## start

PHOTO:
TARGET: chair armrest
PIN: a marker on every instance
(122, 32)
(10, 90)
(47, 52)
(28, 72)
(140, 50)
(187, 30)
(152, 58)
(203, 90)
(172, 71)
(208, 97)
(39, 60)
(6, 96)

## end

## The task
Please rewrite the rows with "every instance" changed to "each instance" and everything else left as it is.

## The answer
PHOTO:
TARGET: chair armrest
PIN: a marker on each instance
(122, 32)
(10, 90)
(47, 52)
(28, 72)
(140, 50)
(187, 30)
(152, 58)
(203, 90)
(172, 71)
(208, 97)
(39, 60)
(6, 96)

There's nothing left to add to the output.